→ PROVIDED PASSAGE
##########
The Top 10 Advantages Ubuntu Has Over Windows

Microsoft’s Windows OS currently owns 90% of the market share for desktop computers so the question of what advantages a Linux distro, specifically, Ubuntu, has over Windows might come as a surprise.

But don’t be fooled, my friends – there are a number of features that make Ubuntu a better OS for your workstation than Windows is.

Here is my list of the Top 10 Advantages Ubuntu has Over Windows.

1. Ubuntu is Free

I guess you imagined this being the first point on our list. But the fact that Ubuntu is free goes beyond many customers’ need to not pay for stuff.

Because Ubuntu and many of the applications it runs are free, millions of people wherever they are in the world are able to use affordable computers that run not just an efficient OS, but also properly-developed applications. Many schools can’t afford Windows computers can easily resort to the beautiful open-source Linux distro without the fear of losing productivity, beauty, or efficiency.
##########
→ ENTRIES SHOWN
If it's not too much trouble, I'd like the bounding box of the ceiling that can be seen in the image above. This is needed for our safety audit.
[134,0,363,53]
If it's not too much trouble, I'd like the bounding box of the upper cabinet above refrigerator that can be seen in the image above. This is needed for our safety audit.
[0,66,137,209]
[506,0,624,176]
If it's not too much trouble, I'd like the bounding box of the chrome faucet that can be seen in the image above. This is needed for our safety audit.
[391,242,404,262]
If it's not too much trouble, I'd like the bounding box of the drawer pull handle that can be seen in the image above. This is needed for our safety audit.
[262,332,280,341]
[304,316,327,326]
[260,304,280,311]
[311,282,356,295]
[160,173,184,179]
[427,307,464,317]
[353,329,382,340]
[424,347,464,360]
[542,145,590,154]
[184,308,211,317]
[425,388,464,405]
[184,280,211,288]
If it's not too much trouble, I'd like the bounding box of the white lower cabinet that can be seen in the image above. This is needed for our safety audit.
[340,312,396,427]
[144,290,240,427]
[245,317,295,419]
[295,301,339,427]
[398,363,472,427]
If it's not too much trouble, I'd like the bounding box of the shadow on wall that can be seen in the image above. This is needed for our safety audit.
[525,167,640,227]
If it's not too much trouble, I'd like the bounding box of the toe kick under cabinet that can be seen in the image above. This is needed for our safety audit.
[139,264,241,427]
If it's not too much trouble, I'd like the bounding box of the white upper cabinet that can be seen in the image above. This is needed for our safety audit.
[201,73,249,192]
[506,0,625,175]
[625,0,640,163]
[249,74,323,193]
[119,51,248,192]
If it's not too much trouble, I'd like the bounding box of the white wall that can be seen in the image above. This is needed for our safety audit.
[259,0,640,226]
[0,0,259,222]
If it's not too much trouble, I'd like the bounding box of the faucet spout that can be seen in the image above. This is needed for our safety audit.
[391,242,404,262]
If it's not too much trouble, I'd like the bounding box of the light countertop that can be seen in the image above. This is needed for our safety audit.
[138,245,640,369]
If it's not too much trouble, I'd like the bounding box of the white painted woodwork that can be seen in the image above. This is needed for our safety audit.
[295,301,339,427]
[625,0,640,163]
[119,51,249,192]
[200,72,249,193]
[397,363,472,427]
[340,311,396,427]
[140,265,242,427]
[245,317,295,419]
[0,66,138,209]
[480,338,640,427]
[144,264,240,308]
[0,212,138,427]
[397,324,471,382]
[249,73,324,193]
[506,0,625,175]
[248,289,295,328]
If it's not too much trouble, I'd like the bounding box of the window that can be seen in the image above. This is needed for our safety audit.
##########
→ STATED TASK
Go on with the article on Ubuntu's advantages over Windows, picking up right after its last sentence. The records play no part in what follows and can be set aside.

→ TASK RESULT
2. Ubuntu is Completely Customizable

Have you tried theming Windows before? Was it an enjoyable experience? Windows 10 does a better job at customization than its predecessors but even at that, you can only personalize certain components.

Ubuntu is customizable from the moment you install it. The latest version uses the GNOME desktop environment which allows you to personalize virtually every single element of your UI/UX, from your notification sounds, popup style, fonts, system animations, and workspaces.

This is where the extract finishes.